SELECTED EXCERPT:
******
Comments on the Draft Animal Birth Control Rules, 2022
Submissions to Ministry of Fisheries, Animal Husbandry and Dairying
The Ministry of Fisheries, Animal Husbandry and Dairying published the Draft Animal Birth Control Rules 2022 vide notification dated 31st July 2022, and it was subsequently published in the Gazette of India on 26th August 2022. Comments on the draft notification were invited from the public within 60 days from the publication of the same in the Gazette of India.
We welcome the amendments proposed in the Animal Birth Control Rules (“ABC Rules”) 2022 which seek to replace the ABC Rules of 2001. We appreciate the amendments related to prescribing the obligations of the Local Authorities, Monitoring Committees and Resident Welfare Association/ Apartment Owners Associations (“RWAs/AOAs”) in the Rules. We also appreciate the provision for forming Animal Welfare Committees for resolution of conflicts related to feeding of free-ranging domestic dogs. While we value the intention underlying the revised ABC Rules of 2022, we observed that there is scope to refine and improve the Rules for proper implementation and greater impact. Following is the pointwise summary of our submissions on the Draft ABC Rules 2022:
- Using the term ‘free ranging domestic dogs’ will be more appropriate to scientifically depict the classification of domestic dogs which are not owned by individuals.
- The disposal of animal carcasses and organs as part of the ABC Rules must comply with the provisions of environmental legislations, especially Biomedical Waste Rules, 2016 to avoid overlaps and delays in the process of waste disposal, bring clarity to the law, and minimise the environmental footprint.
******
Dataset items
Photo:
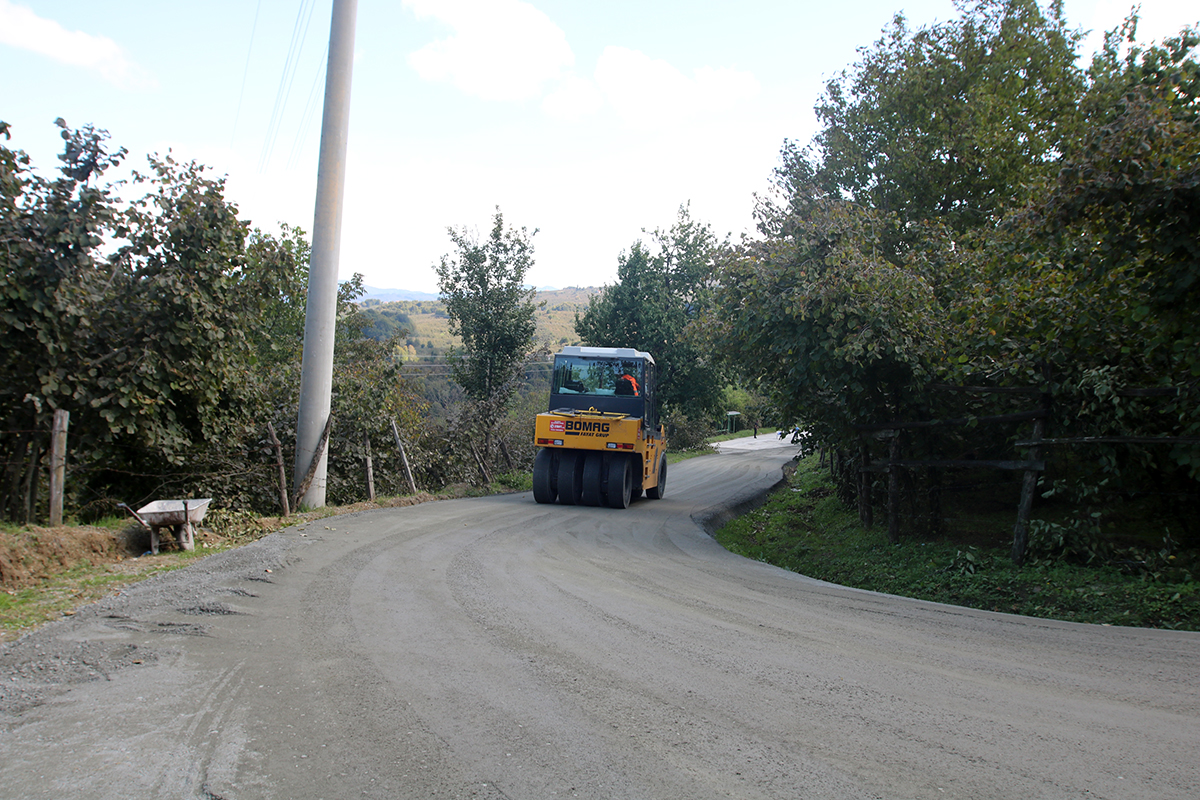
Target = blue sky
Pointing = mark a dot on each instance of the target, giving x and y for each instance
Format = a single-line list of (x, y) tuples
[(589, 121)]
******
In the comments on the draft rules, rewrite the passage starting with "Comments on the Draft Animal" and going on through "Gazette of India.", switching "Gazette of India" to "Official Gazette".

Comments on the Draft Animal Birth Control Rules, 2022
Submissions to Ministry of Fisheries, Animal Husbandry and Dairying
The Ministry of Fisheries, Animal Husbandry and Dairying published the Draft Animal Birth Control Rules 2022 vide notification dated 31st July 2022, and it was subsequently published in the Official Gazette on 26th August 2022. Comments on the draft notification were invited from the public within 60 days from the publication of the same in the Official Gazette.